» Data to examine
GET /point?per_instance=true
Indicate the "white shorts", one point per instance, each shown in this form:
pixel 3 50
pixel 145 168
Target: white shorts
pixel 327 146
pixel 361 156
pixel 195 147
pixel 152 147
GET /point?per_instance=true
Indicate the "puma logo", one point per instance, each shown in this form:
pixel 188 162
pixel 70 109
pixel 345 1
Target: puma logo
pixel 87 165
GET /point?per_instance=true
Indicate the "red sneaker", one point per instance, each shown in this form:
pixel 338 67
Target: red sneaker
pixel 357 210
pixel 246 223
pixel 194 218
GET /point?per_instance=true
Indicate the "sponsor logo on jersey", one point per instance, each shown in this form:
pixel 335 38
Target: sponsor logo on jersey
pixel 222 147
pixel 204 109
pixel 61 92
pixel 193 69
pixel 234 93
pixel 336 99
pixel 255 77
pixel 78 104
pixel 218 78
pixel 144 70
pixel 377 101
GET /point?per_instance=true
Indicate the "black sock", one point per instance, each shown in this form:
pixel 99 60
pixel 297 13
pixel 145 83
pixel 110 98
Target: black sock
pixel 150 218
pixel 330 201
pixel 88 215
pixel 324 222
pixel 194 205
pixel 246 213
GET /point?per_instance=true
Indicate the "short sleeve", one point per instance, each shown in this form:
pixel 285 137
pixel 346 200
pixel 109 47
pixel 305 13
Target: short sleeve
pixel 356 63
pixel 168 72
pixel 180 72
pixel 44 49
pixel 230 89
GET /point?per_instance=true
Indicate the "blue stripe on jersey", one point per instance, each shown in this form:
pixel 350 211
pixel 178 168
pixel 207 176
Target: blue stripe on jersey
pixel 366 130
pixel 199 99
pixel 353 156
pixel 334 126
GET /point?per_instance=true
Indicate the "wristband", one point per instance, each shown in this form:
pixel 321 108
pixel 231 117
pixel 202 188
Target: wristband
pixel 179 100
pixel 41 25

» What the task asks
Repeat every record exactly as written, please.

» Expected answer
GET /point?per_instance=true
Indicate the "white shorts", one point per instance, each shown in this form:
pixel 3 50
pixel 145 168
Target: white shorts
pixel 327 146
pixel 361 156
pixel 195 147
pixel 152 147
GET /point?per_instance=true
Indicate the "puma logo", one point per instance, each shown in this form:
pixel 188 162
pixel 70 109
pixel 345 1
Target: puma logo
pixel 87 165
GET /point?per_instance=true
Indicate the "red sneaker", one point per instance, each shown in this form:
pixel 338 67
Target: red sneaker
pixel 357 210
pixel 246 223
pixel 194 218
GET /point?per_instance=true
Indicate the "sponsor logo on jersey", one point per instance, each shown in this form:
pixel 335 38
Target: sponsor logo on jersey
pixel 222 147
pixel 204 109
pixel 61 92
pixel 193 69
pixel 234 93
pixel 336 99
pixel 255 77
pixel 78 104
pixel 218 78
pixel 144 70
pixel 377 101
GET /point?per_instance=true
Indicate the "black sock", one point per instance, each shown in this form:
pixel 99 60
pixel 297 13
pixel 145 83
pixel 110 98
Target: black sock
pixel 150 218
pixel 330 201
pixel 88 215
pixel 324 222
pixel 194 205
pixel 246 213
GET /point?per_instance=true
Indicate the "short sleeve", one point per instance, each shown in this form:
pixel 285 137
pixel 346 200
pixel 109 47
pixel 305 13
Target: short sleeve
pixel 356 63
pixel 168 72
pixel 180 72
pixel 44 49
pixel 230 89
GET /point?per_instance=true
Indicate the "blue stripe on jersey", one point per instance, each shown in this form:
pixel 350 211
pixel 178 168
pixel 207 176
Target: blue stripe on jersey
pixel 366 130
pixel 199 99
pixel 353 156
pixel 334 126
GET /point?per_instance=true
Indicate the "wristband", one point per instance, each shown in this form:
pixel 321 108
pixel 231 117
pixel 202 188
Target: wristband
pixel 179 100
pixel 41 25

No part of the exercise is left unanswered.